WHAT TO DO:
Rewrite every one of the rows below as a numbered list, one line per item, with any blank lines dropped.

▬▬▬▬▬▬▬▬▬▬

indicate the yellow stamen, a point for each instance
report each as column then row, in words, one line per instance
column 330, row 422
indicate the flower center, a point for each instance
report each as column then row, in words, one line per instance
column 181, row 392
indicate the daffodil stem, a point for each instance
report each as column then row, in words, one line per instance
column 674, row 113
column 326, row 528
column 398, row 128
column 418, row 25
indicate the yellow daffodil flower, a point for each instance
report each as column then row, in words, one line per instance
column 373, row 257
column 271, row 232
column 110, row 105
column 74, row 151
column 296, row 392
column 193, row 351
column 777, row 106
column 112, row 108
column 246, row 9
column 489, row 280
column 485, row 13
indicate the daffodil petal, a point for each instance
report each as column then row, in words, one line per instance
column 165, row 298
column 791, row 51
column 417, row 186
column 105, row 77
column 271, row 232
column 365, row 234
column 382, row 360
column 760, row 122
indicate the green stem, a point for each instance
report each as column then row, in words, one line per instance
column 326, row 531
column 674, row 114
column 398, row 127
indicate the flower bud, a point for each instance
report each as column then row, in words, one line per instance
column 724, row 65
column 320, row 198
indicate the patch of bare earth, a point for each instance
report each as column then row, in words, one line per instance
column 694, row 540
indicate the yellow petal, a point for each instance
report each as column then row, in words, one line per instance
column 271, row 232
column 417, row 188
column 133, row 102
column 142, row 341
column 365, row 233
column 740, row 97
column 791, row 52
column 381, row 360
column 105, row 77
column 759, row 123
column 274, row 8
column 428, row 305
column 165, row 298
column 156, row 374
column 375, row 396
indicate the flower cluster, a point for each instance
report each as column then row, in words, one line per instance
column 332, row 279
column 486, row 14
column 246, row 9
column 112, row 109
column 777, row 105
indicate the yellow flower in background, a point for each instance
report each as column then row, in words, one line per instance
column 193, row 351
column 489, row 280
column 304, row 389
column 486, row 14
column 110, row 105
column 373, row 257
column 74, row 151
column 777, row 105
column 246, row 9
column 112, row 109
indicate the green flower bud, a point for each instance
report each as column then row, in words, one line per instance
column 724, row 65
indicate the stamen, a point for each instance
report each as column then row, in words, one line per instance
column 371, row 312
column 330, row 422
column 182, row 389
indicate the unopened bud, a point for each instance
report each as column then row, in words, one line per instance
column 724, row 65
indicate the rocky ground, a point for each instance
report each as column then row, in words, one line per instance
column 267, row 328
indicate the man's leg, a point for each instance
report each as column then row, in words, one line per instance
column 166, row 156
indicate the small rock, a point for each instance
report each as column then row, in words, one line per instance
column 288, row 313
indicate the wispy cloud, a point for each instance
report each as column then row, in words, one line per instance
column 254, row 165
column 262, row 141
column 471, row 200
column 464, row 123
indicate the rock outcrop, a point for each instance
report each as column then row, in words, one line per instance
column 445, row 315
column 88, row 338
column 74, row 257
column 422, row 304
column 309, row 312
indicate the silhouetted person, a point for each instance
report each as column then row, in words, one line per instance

▬▬▬▬▬▬▬▬▬▬

OUTPUT OF THE EXERCISE:
1. indicate the yellow stamen, a point for each instance
2. report each as column then row, in words, one line per instance
3. column 330, row 422
4. indicate the flower center, a point for each instance
5. report each as column then row, in words, one line per instance
6. column 181, row 392
7. indicate the daffodil stem, a point for each instance
8. report each as column then row, in words, one line per instance
9. column 674, row 113
10. column 326, row 528
11. column 398, row 128
12. column 418, row 25
13. indicate the yellow daffodil flower, a point for each instance
14. report each as column then row, in words, one line per instance
15. column 373, row 257
16. column 271, row 232
17. column 110, row 105
18. column 74, row 151
19. column 296, row 392
20. column 193, row 351
21. column 777, row 106
22. column 112, row 108
23. column 246, row 9
24. column 489, row 280
25. column 485, row 13
26. indicate the daffodil petal, a point for each instance
27. report each as column then row, in words, one line per instance
28. column 165, row 298
29. column 791, row 51
30. column 417, row 186
31. column 105, row 77
32. column 271, row 232
33. column 365, row 234
34. column 382, row 360
35. column 760, row 122
36. indicate the green stem, a point for each instance
37. report each as column then row, in words, one line per instance
38. column 326, row 531
39. column 674, row 114
40. column 398, row 127
41. indicate the flower bud, a point for each instance
42. report each as column then row, in words, one line per instance
43. column 724, row 65
44. column 320, row 198
45. indicate the patch of bare earth, a point for each instance
46. report each as column then row, in words, one line per instance
47. column 694, row 540
48. indicate the yellow petal, a point for each instance
49. report each as column then row, in words, one line per instance
50. column 271, row 232
51. column 417, row 188
52. column 133, row 102
53. column 142, row 341
54. column 365, row 233
55. column 740, row 97
56. column 791, row 52
57. column 381, row 360
58. column 105, row 77
59. column 759, row 123
60. column 274, row 8
61. column 428, row 305
62. column 165, row 298
63. column 156, row 374
64. column 375, row 396
65. indicate the flower cluster, a point for each instance
66. report each as column then row, in words, one line per instance
67. column 332, row 279
68. column 486, row 14
69. column 246, row 9
70. column 112, row 109
71. column 777, row 105
72. indicate the yellow flower in background, a point for each instance
73. report each as column then row, in words, one line per instance
74. column 193, row 351
75. column 489, row 280
76. column 304, row 389
77. column 486, row 14
78. column 110, row 105
79. column 373, row 257
80. column 74, row 151
81. column 777, row 105
82. column 246, row 9
83. column 112, row 109
84. indicate the green flower bud, a point for each instance
85. report each as column then row, in words, one line per instance
86. column 724, row 65
87. indicate the stamen, a point for each instance
88. report each as column then row, in words, one line per instance
89. column 371, row 312
90. column 330, row 422
91. column 182, row 389
92. indicate the unopened bud, a point for each instance
93. report each as column then row, in words, one line per instance
94. column 724, row 65
95. indicate the rocky ground, a point for each instance
96. report each as column then row, in words, one line per instance
97. column 267, row 328
98. indicate the man's leg, a point for each instance
99. report each as column then row, in words, one line per instance
100. column 166, row 156
101. indicate the small rock, a point for each instance
102. report each as column then row, in words, one line per instance
103. column 288, row 313
104. indicate the wispy cloud, a point for each instance
105. report each as column then row, in words, one line per instance
106. column 254, row 165
107. column 262, row 141
108. column 471, row 200
109. column 464, row 123
110. indicate the rock outcrop, a point for each instance
111. report each as column then row, in words, one line per instance
112. column 445, row 315
113. column 88, row 338
114. column 74, row 257
115. column 422, row 304
116. column 309, row 312
117. indicate the silhouetted person, a point for each instance
118. report each as column then row, in words, one line per instance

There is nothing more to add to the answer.